__Task details__:
Recast the data from the line with "Where can the flat" to the line with "x=501, y=282" as a two-column CSV with the columns input and points. Give each row one text and the coordinates that follow it, with each field quoted and any line breaks replaced by spaces.

__The data__:
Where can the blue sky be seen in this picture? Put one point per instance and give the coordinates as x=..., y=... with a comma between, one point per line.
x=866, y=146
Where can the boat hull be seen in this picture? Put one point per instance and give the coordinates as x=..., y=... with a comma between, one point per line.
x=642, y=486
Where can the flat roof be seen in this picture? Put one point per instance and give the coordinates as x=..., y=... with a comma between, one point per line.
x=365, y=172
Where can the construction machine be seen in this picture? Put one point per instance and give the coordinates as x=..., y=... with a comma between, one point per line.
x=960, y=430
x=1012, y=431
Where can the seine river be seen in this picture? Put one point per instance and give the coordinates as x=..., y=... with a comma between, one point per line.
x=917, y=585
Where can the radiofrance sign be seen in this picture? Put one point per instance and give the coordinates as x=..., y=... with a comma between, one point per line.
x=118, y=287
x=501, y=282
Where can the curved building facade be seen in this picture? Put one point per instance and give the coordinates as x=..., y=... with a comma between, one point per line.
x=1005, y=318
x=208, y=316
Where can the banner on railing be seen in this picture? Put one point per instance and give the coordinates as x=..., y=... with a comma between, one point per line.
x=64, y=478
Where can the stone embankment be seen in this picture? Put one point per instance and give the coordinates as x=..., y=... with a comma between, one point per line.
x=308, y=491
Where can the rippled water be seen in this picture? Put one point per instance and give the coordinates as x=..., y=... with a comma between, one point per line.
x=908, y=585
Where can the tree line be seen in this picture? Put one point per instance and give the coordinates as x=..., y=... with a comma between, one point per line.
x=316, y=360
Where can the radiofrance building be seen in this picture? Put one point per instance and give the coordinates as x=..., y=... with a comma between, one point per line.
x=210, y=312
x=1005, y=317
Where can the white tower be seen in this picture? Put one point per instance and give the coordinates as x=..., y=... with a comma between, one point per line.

__Task response__:
input,points
"Where can the flat roof be seen in this picture? Put one point per instance and give the coordinates as x=..., y=... with a comma between, one point per line.","x=365, y=172"
"Where can the construction machine be seen in this picture? Put one point per instance and give the coordinates as x=..., y=... with a comma between, one point per line.","x=960, y=430 x=1012, y=431"
"Where can the seine river be seen in this picture? Put one point per instance and give the coordinates as x=..., y=... with a comma between, one point per line.","x=917, y=585"
"Where can the radiofrance sign be seen in this picture? Put one point per instance and give the coordinates as x=..., y=... with a comma between, one point per line.","x=118, y=287 x=501, y=282"